Exercise directions: Return the records in full, with every character preserved.

Records from a data source
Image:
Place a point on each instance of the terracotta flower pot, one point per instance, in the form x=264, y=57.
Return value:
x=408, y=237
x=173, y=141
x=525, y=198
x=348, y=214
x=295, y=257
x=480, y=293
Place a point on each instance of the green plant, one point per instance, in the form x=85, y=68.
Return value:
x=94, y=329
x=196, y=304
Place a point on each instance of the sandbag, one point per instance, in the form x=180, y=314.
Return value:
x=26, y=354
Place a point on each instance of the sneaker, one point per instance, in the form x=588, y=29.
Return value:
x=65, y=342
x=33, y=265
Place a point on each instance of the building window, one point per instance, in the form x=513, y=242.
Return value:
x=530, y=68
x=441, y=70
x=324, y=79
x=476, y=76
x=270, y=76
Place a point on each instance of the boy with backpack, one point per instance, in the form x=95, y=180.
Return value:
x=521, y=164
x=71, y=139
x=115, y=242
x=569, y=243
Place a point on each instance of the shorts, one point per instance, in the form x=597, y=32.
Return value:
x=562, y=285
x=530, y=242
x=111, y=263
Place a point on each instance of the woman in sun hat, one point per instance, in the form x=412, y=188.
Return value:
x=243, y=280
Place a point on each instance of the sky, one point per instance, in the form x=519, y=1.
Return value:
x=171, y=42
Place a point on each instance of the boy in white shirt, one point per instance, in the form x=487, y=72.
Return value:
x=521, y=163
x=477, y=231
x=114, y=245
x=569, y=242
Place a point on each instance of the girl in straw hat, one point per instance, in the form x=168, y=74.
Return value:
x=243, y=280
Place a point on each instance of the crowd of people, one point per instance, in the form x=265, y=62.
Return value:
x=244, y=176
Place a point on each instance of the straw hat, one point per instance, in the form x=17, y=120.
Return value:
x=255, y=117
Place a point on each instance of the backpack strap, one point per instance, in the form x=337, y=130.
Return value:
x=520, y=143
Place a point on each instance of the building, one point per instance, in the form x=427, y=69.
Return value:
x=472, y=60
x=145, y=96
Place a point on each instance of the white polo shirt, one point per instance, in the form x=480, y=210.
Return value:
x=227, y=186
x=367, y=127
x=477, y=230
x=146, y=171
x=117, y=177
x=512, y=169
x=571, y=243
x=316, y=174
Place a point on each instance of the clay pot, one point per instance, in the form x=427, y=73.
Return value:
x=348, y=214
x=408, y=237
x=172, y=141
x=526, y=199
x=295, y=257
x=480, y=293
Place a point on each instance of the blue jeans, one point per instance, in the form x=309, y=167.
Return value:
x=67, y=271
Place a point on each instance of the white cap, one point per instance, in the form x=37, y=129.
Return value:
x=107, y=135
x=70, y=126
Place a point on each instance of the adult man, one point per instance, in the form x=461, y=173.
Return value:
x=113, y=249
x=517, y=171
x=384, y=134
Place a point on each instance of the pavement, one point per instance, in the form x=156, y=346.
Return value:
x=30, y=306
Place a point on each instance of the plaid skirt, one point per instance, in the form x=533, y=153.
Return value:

Finished task:
Image:
Place a point on each instance of the terracotta flower pot, one point per instance, in the form x=264, y=57.
Return value:
x=408, y=237
x=173, y=141
x=525, y=198
x=348, y=214
x=295, y=257
x=480, y=293
Place a point on each instance of the green plant, one point per instance, in the form x=85, y=68.
Return value:
x=94, y=329
x=196, y=304
Place a point on each instance of the sandbag, one point per instance, in the form x=180, y=314.
Return value:
x=26, y=354
Place a point on each instance of the sneaker, one point per instance, in the form x=588, y=29.
Return value:
x=65, y=342
x=33, y=265
Place a point on each instance of the building window, one point per instance, in the form x=513, y=242.
Return value:
x=530, y=68
x=441, y=70
x=324, y=79
x=476, y=76
x=270, y=76
Place a point on each instance of the boy with backpack, one point per instance, in the form x=95, y=180.
Return value:
x=521, y=164
x=71, y=139
x=115, y=242
x=569, y=243
Place a point on each instance of the shorts, one point per instance, in the form x=597, y=32.
Return value:
x=562, y=285
x=530, y=242
x=111, y=263
Place a point on each instance of the woman in sun hat, one point per instance, in the form x=412, y=188.
Return value:
x=243, y=280
Place a point on each instance of the sky, one point per instance, in the form x=519, y=1.
Return value:
x=171, y=42
Place a point on each instance of the boy in white shirt, one point per instance, in the form x=487, y=72.
Return value:
x=521, y=163
x=477, y=231
x=114, y=245
x=569, y=242
Place a point on each instance of the girl in straw hat, one point per instance, in the form x=168, y=74.
Return value:
x=243, y=280
Place a point on each instance of the crowd of people, one point per instance, in the form x=265, y=62.
Return value:
x=244, y=176
Place a point on each instance of the straw hat, one point per instance, in the form x=17, y=120.
Return value:
x=255, y=117
Place a point on each instance of the backpack strap, one point per instance, in the form x=337, y=130.
Return value:
x=520, y=143
Place a point on each instance of the building, one point per instance, in the form x=427, y=69.
Return value:
x=472, y=60
x=145, y=96
Place a point on each instance of the white polo shirt, one point per instance, in the form x=480, y=210.
Return value:
x=227, y=186
x=367, y=127
x=477, y=230
x=146, y=171
x=117, y=177
x=512, y=169
x=571, y=243
x=316, y=174
Place a point on each instance of the clay pot, one point per instance, in the form x=427, y=73.
Return value:
x=348, y=214
x=408, y=237
x=172, y=141
x=526, y=199
x=295, y=257
x=480, y=293
Place a point on each instance of the blue jeans, one point per instance, in the form x=309, y=167.
Return value:
x=67, y=271
Place a point on each instance of the white cap, one point per instance, in the form x=37, y=129.
Return value:
x=107, y=135
x=70, y=126
Place a point on each instance of the adult man, one point per instance, in the form x=461, y=173.
Return value:
x=113, y=249
x=517, y=171
x=384, y=134
Place a point on each instance of the pavement, one point per instance, in the form x=156, y=346.
Return value:
x=30, y=306
Place a point on each instance of the plaid skirt, one point per instance, in the form x=533, y=153.
Return value:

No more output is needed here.